SET EXERCISE ▸
Will you print the material below without altering a single character?

┏━━

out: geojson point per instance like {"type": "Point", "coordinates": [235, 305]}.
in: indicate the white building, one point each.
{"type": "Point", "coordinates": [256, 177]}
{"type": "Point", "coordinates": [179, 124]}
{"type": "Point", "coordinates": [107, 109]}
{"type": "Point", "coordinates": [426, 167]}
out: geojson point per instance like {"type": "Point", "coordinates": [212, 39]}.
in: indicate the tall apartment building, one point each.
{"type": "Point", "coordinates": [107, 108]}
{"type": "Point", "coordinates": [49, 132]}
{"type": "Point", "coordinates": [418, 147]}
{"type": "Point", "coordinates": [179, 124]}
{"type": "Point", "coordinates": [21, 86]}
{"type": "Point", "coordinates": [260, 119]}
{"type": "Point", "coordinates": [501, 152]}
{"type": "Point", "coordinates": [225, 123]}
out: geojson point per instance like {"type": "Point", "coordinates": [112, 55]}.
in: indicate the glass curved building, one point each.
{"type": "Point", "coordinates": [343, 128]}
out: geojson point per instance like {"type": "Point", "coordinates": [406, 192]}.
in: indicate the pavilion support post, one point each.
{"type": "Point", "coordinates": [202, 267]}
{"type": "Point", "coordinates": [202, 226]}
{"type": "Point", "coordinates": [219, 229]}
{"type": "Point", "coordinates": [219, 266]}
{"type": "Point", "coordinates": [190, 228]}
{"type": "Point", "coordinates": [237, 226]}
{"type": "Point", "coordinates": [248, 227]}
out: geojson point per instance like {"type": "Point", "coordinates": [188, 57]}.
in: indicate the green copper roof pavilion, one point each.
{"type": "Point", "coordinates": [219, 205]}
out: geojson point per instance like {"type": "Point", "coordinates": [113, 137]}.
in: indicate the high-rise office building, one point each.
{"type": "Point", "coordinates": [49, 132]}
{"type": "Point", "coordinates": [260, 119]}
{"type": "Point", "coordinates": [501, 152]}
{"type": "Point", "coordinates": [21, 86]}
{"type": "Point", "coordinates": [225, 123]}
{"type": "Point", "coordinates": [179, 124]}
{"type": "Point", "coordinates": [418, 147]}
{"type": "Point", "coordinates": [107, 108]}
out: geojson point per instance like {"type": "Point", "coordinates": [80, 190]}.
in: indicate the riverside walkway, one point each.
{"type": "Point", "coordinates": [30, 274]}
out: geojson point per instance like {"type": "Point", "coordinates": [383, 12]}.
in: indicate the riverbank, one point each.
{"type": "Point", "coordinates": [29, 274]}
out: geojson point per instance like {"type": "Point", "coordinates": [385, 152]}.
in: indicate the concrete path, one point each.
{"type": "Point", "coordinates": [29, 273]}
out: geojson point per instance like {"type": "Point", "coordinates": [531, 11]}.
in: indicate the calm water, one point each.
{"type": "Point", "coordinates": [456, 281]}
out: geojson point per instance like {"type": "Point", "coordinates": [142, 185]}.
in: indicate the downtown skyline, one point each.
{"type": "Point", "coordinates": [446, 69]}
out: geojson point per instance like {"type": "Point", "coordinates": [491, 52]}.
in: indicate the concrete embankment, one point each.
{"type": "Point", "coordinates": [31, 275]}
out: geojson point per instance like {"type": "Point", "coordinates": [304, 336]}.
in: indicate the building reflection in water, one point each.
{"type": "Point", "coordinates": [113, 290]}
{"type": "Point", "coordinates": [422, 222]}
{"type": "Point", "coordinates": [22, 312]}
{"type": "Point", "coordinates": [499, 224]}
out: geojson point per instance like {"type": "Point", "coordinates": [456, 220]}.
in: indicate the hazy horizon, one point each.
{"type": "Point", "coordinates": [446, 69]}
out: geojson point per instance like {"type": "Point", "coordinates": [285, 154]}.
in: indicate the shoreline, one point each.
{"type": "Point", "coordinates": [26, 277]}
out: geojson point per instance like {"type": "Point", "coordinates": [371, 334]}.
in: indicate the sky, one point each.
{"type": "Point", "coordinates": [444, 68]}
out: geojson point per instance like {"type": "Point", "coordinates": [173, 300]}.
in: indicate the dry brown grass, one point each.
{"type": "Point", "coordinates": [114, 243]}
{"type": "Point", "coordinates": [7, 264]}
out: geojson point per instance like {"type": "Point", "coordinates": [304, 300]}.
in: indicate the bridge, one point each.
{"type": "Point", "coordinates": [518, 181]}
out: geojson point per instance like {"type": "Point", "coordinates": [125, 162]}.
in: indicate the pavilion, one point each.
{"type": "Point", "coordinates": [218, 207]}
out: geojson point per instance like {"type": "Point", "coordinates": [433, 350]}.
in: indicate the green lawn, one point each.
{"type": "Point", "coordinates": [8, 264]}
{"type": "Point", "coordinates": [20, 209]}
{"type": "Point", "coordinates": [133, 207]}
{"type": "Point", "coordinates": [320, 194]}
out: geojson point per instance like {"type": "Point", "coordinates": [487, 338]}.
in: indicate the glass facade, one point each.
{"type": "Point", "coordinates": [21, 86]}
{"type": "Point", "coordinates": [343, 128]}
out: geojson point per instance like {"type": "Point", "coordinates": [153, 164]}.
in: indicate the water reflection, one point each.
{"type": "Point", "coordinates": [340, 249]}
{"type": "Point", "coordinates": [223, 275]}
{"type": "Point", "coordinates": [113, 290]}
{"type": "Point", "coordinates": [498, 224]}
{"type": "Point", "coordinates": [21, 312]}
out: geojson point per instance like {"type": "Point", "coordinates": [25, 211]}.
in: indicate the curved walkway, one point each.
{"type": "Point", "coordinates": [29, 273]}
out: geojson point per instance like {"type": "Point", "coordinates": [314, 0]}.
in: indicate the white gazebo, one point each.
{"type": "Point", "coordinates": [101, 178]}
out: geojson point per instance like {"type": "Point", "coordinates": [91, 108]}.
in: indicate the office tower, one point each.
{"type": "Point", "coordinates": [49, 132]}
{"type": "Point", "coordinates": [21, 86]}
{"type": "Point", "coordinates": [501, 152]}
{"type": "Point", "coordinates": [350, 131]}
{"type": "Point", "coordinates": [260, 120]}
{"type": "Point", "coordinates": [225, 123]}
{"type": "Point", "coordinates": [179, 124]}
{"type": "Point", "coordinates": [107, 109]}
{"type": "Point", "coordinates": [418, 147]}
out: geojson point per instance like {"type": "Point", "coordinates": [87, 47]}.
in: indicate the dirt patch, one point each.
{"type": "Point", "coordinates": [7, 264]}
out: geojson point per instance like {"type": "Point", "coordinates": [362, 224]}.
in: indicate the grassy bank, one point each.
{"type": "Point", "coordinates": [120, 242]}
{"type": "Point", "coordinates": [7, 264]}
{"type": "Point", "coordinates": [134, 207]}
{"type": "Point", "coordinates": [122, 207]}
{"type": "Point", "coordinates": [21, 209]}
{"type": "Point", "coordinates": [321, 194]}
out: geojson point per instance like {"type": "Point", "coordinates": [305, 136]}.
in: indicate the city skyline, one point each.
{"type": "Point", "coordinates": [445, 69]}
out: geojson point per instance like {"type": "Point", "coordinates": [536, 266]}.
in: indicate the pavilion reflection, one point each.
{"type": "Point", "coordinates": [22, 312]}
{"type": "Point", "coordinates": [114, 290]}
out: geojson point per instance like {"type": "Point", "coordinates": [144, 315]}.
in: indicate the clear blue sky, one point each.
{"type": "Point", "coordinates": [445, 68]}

┗━━

SOLUTION BELOW ▸
out: geojson point per instance like {"type": "Point", "coordinates": [235, 305]}.
in: indicate the white building, one point each.
{"type": "Point", "coordinates": [256, 177]}
{"type": "Point", "coordinates": [179, 124]}
{"type": "Point", "coordinates": [107, 109]}
{"type": "Point", "coordinates": [426, 167]}
out: geojson point per instance like {"type": "Point", "coordinates": [212, 39]}.
in: indicate the tall apartment building, one point each.
{"type": "Point", "coordinates": [107, 108]}
{"type": "Point", "coordinates": [49, 132]}
{"type": "Point", "coordinates": [418, 147]}
{"type": "Point", "coordinates": [179, 124]}
{"type": "Point", "coordinates": [21, 86]}
{"type": "Point", "coordinates": [260, 119]}
{"type": "Point", "coordinates": [501, 152]}
{"type": "Point", "coordinates": [225, 123]}
out: geojson point per instance like {"type": "Point", "coordinates": [112, 55]}.
in: indicate the glass curved building, one point each.
{"type": "Point", "coordinates": [343, 128]}
out: geojson point per instance like {"type": "Point", "coordinates": [406, 192]}.
in: indicate the pavilion support post, one point each.
{"type": "Point", "coordinates": [202, 267]}
{"type": "Point", "coordinates": [202, 226]}
{"type": "Point", "coordinates": [219, 229]}
{"type": "Point", "coordinates": [219, 266]}
{"type": "Point", "coordinates": [190, 228]}
{"type": "Point", "coordinates": [237, 226]}
{"type": "Point", "coordinates": [248, 227]}
out: geojson point per instance like {"type": "Point", "coordinates": [188, 57]}.
in: indicate the green copper roof pavilion, one point each.
{"type": "Point", "coordinates": [219, 205]}
out: geojson point per instance like {"type": "Point", "coordinates": [113, 137]}.
in: indicate the high-rise office building, one point each.
{"type": "Point", "coordinates": [49, 132]}
{"type": "Point", "coordinates": [260, 119]}
{"type": "Point", "coordinates": [501, 152]}
{"type": "Point", "coordinates": [21, 86]}
{"type": "Point", "coordinates": [225, 123]}
{"type": "Point", "coordinates": [179, 124]}
{"type": "Point", "coordinates": [418, 147]}
{"type": "Point", "coordinates": [107, 108]}
out: geojson point per instance like {"type": "Point", "coordinates": [80, 190]}.
in: indicate the riverside walkway, one point each.
{"type": "Point", "coordinates": [30, 274]}
out: geojson point per instance like {"type": "Point", "coordinates": [383, 12]}.
in: indicate the riverbank, one point each.
{"type": "Point", "coordinates": [29, 274]}
out: geojson point per instance like {"type": "Point", "coordinates": [385, 152]}.
in: indicate the concrete path, one point each.
{"type": "Point", "coordinates": [29, 273]}
out: geojson point per instance like {"type": "Point", "coordinates": [531, 11]}.
in: indicate the calm water, one point each.
{"type": "Point", "coordinates": [456, 281]}
out: geojson point per instance like {"type": "Point", "coordinates": [142, 185]}.
in: indicate the downtown skyline, one point each.
{"type": "Point", "coordinates": [446, 69]}
out: geojson point per instance like {"type": "Point", "coordinates": [491, 52]}.
in: indicate the concrete embankment, one point each.
{"type": "Point", "coordinates": [31, 275]}
out: geojson point per instance like {"type": "Point", "coordinates": [304, 336]}.
in: indicate the building reflection in water, one point each.
{"type": "Point", "coordinates": [113, 290]}
{"type": "Point", "coordinates": [422, 222]}
{"type": "Point", "coordinates": [22, 312]}
{"type": "Point", "coordinates": [499, 224]}
out: geojson point per instance like {"type": "Point", "coordinates": [456, 220]}.
in: indicate the hazy horizon, one point each.
{"type": "Point", "coordinates": [446, 69]}
out: geojson point per instance like {"type": "Point", "coordinates": [285, 154]}.
in: indicate the shoreline, one point each.
{"type": "Point", "coordinates": [26, 277]}
out: geojson point per instance like {"type": "Point", "coordinates": [371, 334]}.
in: indicate the sky, one point each.
{"type": "Point", "coordinates": [444, 68]}
out: geojson point per instance like {"type": "Point", "coordinates": [173, 300]}.
in: indicate the dry brown grass, one point each.
{"type": "Point", "coordinates": [114, 243]}
{"type": "Point", "coordinates": [7, 264]}
out: geojson point per instance like {"type": "Point", "coordinates": [304, 300]}.
in: indicate the bridge, one point each.
{"type": "Point", "coordinates": [518, 181]}
out: geojson point per instance like {"type": "Point", "coordinates": [125, 162]}.
in: indicate the pavilion, one point each.
{"type": "Point", "coordinates": [218, 207]}
out: geojson point per instance like {"type": "Point", "coordinates": [433, 350]}.
in: indicate the green lawn, one point each.
{"type": "Point", "coordinates": [8, 264]}
{"type": "Point", "coordinates": [20, 209]}
{"type": "Point", "coordinates": [133, 207]}
{"type": "Point", "coordinates": [320, 194]}
out: geojson point per instance like {"type": "Point", "coordinates": [487, 338]}.
in: indicate the glass facade, one point each.
{"type": "Point", "coordinates": [21, 86]}
{"type": "Point", "coordinates": [343, 128]}
out: geojson point per instance like {"type": "Point", "coordinates": [153, 164]}.
in: indicate the water reflection, one point each.
{"type": "Point", "coordinates": [340, 249]}
{"type": "Point", "coordinates": [223, 275]}
{"type": "Point", "coordinates": [113, 290]}
{"type": "Point", "coordinates": [498, 224]}
{"type": "Point", "coordinates": [21, 312]}
out: geojson point per instance like {"type": "Point", "coordinates": [25, 211]}.
in: indicate the curved walkway, one point each.
{"type": "Point", "coordinates": [29, 273]}
out: geojson point per instance like {"type": "Point", "coordinates": [314, 0]}.
in: indicate the white gazebo, one point each.
{"type": "Point", "coordinates": [101, 178]}
out: geojson point per instance like {"type": "Point", "coordinates": [91, 108]}.
in: indicate the office tower, one point each.
{"type": "Point", "coordinates": [49, 132]}
{"type": "Point", "coordinates": [21, 86]}
{"type": "Point", "coordinates": [501, 152]}
{"type": "Point", "coordinates": [350, 131]}
{"type": "Point", "coordinates": [260, 120]}
{"type": "Point", "coordinates": [225, 123]}
{"type": "Point", "coordinates": [179, 124]}
{"type": "Point", "coordinates": [107, 109]}
{"type": "Point", "coordinates": [418, 147]}
out: geojson point per instance like {"type": "Point", "coordinates": [87, 47]}.
in: indicate the dirt patch, one point each.
{"type": "Point", "coordinates": [7, 264]}
out: geojson point per instance like {"type": "Point", "coordinates": [362, 224]}.
in: indicate the grassy bank, one point each.
{"type": "Point", "coordinates": [120, 242]}
{"type": "Point", "coordinates": [7, 264]}
{"type": "Point", "coordinates": [134, 207]}
{"type": "Point", "coordinates": [122, 207]}
{"type": "Point", "coordinates": [21, 209]}
{"type": "Point", "coordinates": [321, 194]}
out: geojson point per instance like {"type": "Point", "coordinates": [305, 136]}.
in: indicate the city skyline, one point each.
{"type": "Point", "coordinates": [445, 69]}
out: geojson point per instance like {"type": "Point", "coordinates": [536, 266]}.
in: indicate the pavilion reflection, one point each.
{"type": "Point", "coordinates": [22, 312]}
{"type": "Point", "coordinates": [114, 290]}
out: geojson point per instance like {"type": "Point", "coordinates": [144, 315]}.
in: indicate the clear blue sky, one point each.
{"type": "Point", "coordinates": [445, 68]}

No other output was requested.